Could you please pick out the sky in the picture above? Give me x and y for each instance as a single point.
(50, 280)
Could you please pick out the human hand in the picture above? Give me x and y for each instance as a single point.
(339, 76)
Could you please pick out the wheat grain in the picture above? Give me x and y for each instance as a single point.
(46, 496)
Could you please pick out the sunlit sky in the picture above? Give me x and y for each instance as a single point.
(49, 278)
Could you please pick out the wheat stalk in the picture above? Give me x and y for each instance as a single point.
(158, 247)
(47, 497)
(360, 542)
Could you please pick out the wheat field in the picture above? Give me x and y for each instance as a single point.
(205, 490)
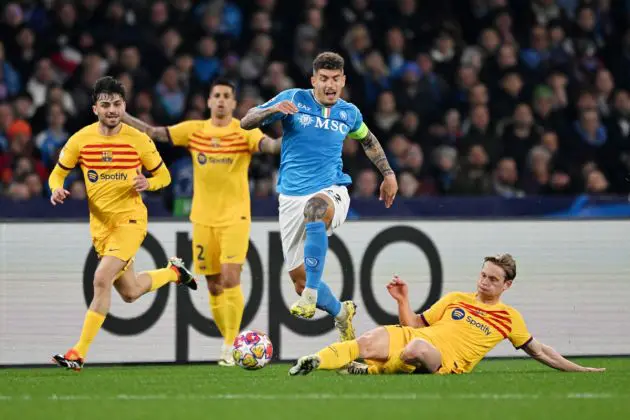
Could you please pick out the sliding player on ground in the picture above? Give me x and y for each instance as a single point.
(221, 215)
(314, 198)
(111, 155)
(450, 337)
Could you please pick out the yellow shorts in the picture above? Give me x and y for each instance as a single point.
(121, 241)
(213, 246)
(400, 336)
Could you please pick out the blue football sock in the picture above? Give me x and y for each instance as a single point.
(315, 248)
(326, 301)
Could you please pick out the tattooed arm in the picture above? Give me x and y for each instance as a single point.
(156, 133)
(271, 146)
(256, 116)
(376, 154)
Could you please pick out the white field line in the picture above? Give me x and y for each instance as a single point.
(299, 397)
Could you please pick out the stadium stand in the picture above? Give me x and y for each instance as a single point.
(492, 97)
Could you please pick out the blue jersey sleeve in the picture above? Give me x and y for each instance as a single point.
(359, 130)
(286, 95)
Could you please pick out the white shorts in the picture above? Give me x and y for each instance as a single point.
(292, 228)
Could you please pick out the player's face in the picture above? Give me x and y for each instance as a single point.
(492, 282)
(109, 109)
(221, 101)
(328, 85)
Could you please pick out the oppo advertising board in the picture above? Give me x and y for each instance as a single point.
(572, 286)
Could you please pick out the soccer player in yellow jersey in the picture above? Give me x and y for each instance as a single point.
(221, 151)
(450, 337)
(111, 155)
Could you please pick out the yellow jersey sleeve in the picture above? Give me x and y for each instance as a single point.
(149, 156)
(436, 311)
(254, 137)
(180, 133)
(519, 336)
(69, 155)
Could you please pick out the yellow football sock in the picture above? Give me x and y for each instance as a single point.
(338, 355)
(91, 325)
(397, 365)
(234, 310)
(162, 276)
(218, 308)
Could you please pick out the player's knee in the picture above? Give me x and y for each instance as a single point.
(129, 296)
(368, 344)
(315, 209)
(102, 281)
(417, 351)
(215, 287)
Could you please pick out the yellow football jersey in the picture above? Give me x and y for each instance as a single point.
(465, 330)
(221, 158)
(109, 165)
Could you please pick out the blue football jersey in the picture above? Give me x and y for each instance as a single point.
(310, 159)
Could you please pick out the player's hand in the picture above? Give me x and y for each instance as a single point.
(140, 182)
(58, 196)
(286, 108)
(398, 289)
(389, 188)
(587, 369)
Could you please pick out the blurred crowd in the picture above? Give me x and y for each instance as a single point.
(468, 97)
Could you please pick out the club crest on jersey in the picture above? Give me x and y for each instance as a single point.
(107, 156)
(92, 175)
(305, 120)
(458, 314)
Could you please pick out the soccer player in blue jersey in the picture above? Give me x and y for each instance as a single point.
(314, 199)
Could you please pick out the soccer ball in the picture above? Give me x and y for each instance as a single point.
(252, 350)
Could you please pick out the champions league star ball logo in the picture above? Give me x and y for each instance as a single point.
(458, 314)
(305, 120)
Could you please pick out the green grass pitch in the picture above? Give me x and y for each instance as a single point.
(498, 389)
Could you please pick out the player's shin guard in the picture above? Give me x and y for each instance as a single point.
(218, 308)
(162, 276)
(338, 355)
(234, 313)
(326, 301)
(315, 248)
(91, 325)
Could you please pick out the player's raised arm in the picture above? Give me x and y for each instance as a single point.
(68, 159)
(271, 146)
(398, 289)
(275, 109)
(375, 152)
(550, 357)
(156, 133)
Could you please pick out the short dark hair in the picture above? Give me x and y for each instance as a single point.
(109, 86)
(328, 61)
(222, 81)
(506, 262)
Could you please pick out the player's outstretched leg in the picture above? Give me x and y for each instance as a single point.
(318, 215)
(107, 270)
(343, 312)
(373, 345)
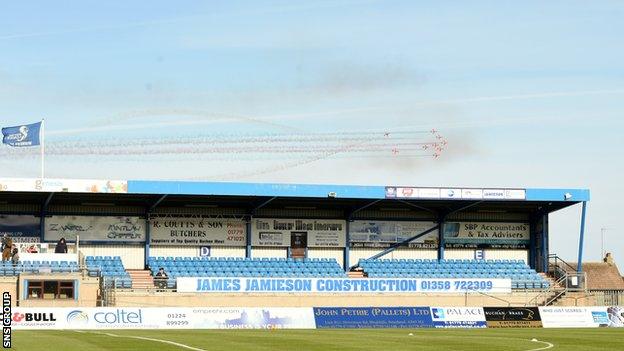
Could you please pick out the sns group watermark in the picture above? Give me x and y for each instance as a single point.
(6, 320)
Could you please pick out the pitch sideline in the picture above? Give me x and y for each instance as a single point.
(548, 345)
(147, 339)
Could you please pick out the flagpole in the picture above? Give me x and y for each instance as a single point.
(42, 135)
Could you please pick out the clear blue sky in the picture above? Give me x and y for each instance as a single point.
(527, 93)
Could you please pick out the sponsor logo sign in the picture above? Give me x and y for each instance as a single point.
(64, 185)
(197, 231)
(458, 317)
(77, 318)
(318, 232)
(21, 228)
(486, 234)
(455, 193)
(372, 317)
(386, 233)
(340, 285)
(95, 228)
(512, 317)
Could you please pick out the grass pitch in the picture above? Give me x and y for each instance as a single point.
(332, 339)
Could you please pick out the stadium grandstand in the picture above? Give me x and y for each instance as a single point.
(284, 245)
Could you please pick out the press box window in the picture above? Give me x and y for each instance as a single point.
(50, 289)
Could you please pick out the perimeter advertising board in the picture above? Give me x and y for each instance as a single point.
(582, 317)
(458, 317)
(197, 231)
(512, 317)
(95, 228)
(387, 233)
(372, 317)
(162, 318)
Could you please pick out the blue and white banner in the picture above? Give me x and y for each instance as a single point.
(372, 317)
(340, 285)
(458, 317)
(21, 136)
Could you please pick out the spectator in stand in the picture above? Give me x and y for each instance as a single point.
(15, 256)
(61, 246)
(7, 245)
(160, 279)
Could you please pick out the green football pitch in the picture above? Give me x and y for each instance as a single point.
(334, 339)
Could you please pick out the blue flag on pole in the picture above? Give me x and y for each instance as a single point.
(21, 136)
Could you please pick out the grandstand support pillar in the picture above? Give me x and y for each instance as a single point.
(44, 211)
(346, 252)
(248, 225)
(148, 235)
(532, 247)
(248, 237)
(147, 239)
(579, 265)
(441, 241)
(544, 246)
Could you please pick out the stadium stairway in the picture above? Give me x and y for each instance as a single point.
(141, 278)
(356, 274)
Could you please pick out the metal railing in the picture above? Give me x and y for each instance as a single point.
(566, 279)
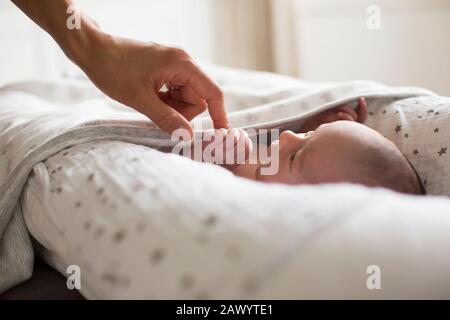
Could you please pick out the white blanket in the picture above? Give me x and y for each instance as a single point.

Exercise:
Repeat the lines above exactly, and keep every picture out.

Answer to this problem:
Could you please pick out the sky in the picture above? Give me x and y for each instance as a single point.
(50, 280)
Could you please pick out the human hand in the picture above? Give me x and y for each instance as a single point.
(339, 76)
Could you please pick out the wheat grain in the picture above? Give me x and y for each instance as a single point.
(46, 496)
Could you please pick out the sunlit sky in the picture above? Give me x and y for each instance as a single point.
(49, 278)
Could you please pick out the wheat stalk in the picture above? Give me x and y for each instance as a single point.
(158, 247)
(47, 497)
(360, 542)
Could you please pick out the wheat field in the picture above? Give me x and y for each instance as a single point.
(205, 490)
Could you please pick out the sliding player on ground in the picture above? Give me x and y for each instance as a single point.
(221, 215)
(314, 198)
(111, 155)
(450, 337)
Could you please pick out the yellow shorts in the picture above? Give me x and y for each instance as a single point.
(121, 241)
(213, 246)
(400, 336)
Could you please pick out the blue football sock in the picture above? Give me x and y for each instance as a single point.
(315, 248)
(326, 301)
Could you please pick out the tattooed arm in the picture above? Give me x and y for each instance as a single point.
(156, 133)
(271, 146)
(256, 116)
(376, 154)
Could you please pick out the white field line in the picture above? Give me x and y for each instance as a single point.
(299, 397)
Could you please pick out the stadium stand in the picture above? Give me x and y for each instance as a single point.
(492, 97)
Could you please pick out the blue jersey sleeve in the picture above? Give me x and y for each instance as a single point.
(359, 130)
(286, 95)
Could you please pick out the white shorts in the picture above? Give me x and y for each instance as a single point.
(292, 228)
Could you please pick out the player's face in the picture above? Give me x and y for each instance as a single point.
(492, 282)
(109, 109)
(221, 101)
(328, 85)
Could you please pick out the oppo advertising board in the picture above? Give me x and y for each instance as a single point.
(572, 286)
Could you please pick out the soccer player in yellow jersey in the picture above? Give me x and y for each instance as a single point.
(221, 151)
(450, 337)
(111, 155)
Could you please pick out the yellow jersey sleeve in the picture above? Give me x and y for each instance as a single point.
(149, 156)
(436, 311)
(254, 137)
(180, 133)
(519, 336)
(69, 155)
Could you please pick out the yellow football sock in the picture above? Give me x and y for each instance as a single point.
(338, 355)
(91, 325)
(397, 365)
(234, 310)
(162, 276)
(218, 308)
Could you please pick out the player's knee in the picture above? Give me x and y for each instance as a single point.
(129, 296)
(368, 344)
(315, 209)
(102, 281)
(417, 351)
(215, 287)
Could you please pick out the yellow football jersey in the picture above? Give me x and y for each instance as a single point.
(465, 330)
(221, 158)
(109, 165)
Could you please pick out the blue football jersey in the picture above? Give me x and y for each instance as a single point.
(310, 159)
Could you please pick out the player's hand in the picture above? Give me x and y for each instance as a single point.
(140, 182)
(58, 196)
(286, 108)
(398, 289)
(389, 188)
(587, 369)
Could you please pick out the blurred crowd in the picture above? Give me x and y for each instance as a single point.
(468, 97)
Could you please pick out the club crest on jersey in the picture above? Give me x and y for each instance as a single point.
(107, 156)
(92, 175)
(305, 120)
(458, 314)
Could you please pick out the soccer player in blue jersey in the picture above? Give me x and y for each instance as a single point.
(314, 199)
Could you please pick out the soccer ball in the picture above? Give me x and y for each instance as a single point.
(252, 350)
Could you please pick out the champions league star ball logo in the picture above? Give me x and y for each instance as a single point.
(458, 314)
(305, 120)
Could you please pick out the green grass pitch in the picture above? Give me x and y for each instance as a single point.
(498, 389)
Could you please pick out the player's shin guard in the picture above? Give me x and y for each instance as a single point.
(218, 308)
(162, 276)
(338, 355)
(234, 313)
(326, 301)
(315, 248)
(91, 325)
Could you please pick out the player's raised arm in the picture above? Give me x and y for each instance as a single point.
(68, 159)
(271, 146)
(398, 289)
(275, 109)
(375, 152)
(550, 357)
(156, 133)
Could you please pick out the short dark hair in the picture above? Give me x and y for each instance as a single point.
(109, 86)
(328, 61)
(222, 81)
(506, 262)
Could you please pick out the player's outstretched leg in the picture above? Give me x and y for each instance as a single point.
(318, 215)
(107, 270)
(343, 312)
(373, 345)
Could you please pick out the sns group watermark in the picture above? Give me x and y for each instance as a single point.
(6, 320)
Could you please pick out the pitch sideline in the picture above? Give me x and y for each instance as a single point.
(548, 345)
(147, 339)
Could you please pick out the flagpole in the picture above? Give me x and y for each instance as a single point.
(42, 135)
Could you please pick out the clear blue sky in the picture above? Give me x and y for each instance as a single point.
(527, 93)
Could you please pick out the sponsor logo sign in the picture above? Give me x and y for each instance as a single point.
(64, 185)
(197, 231)
(458, 317)
(77, 318)
(318, 232)
(21, 228)
(486, 234)
(455, 193)
(372, 317)
(386, 233)
(340, 285)
(95, 228)
(512, 317)
Could you please pick out the grass pitch in the picture above? Give me x and y for each instance as a single point.
(332, 339)
Could you please pick out the stadium grandstand in the picture above? Give me x and y for each instance as a single point.
(284, 245)
Could you please pick out the press box window in the picture above? Give me x and y for each instance as a single point.
(50, 289)
Could you please pick out the perimeter advertising board in the picture above? Give me x and y for each instance as a single point.
(582, 317)
(458, 317)
(197, 231)
(512, 317)
(95, 228)
(387, 233)
(372, 317)
(162, 318)
Could you please pick out the blue and white banner in the picture above? Give me x and y for each instance as a single point.
(372, 317)
(340, 285)
(458, 317)
(21, 136)
Could you please pick out the spectator in stand in the picture above? Give me x and y for each instance as a single point.
(15, 256)
(61, 246)
(7, 245)
(160, 279)
Could you please pick out the green football pitch in the picture above? Give me x and y for each instance as a single point.
(334, 339)
Could you please pick out the blue flag on pole in the picture above? Give me x and y for each instance as a single point.
(21, 136)
Could you please pick out the grandstand support pillar in the picture above? Give me x and y for each instance as a single point.
(44, 211)
(346, 252)
(248, 225)
(148, 235)
(532, 247)
(248, 237)
(147, 239)
(579, 265)
(441, 241)
(544, 246)
Could you please pick out the stadium stairway in the picture above? Give me x and y for each instance as a single point.
(141, 278)
(356, 274)
Could you please pick out the metal railing in the picture above? Give me x and y for each instance as a single point.
(566, 279)
Could you please pick out the white blanket in the picture above? Give me x and y for each instance as a single point.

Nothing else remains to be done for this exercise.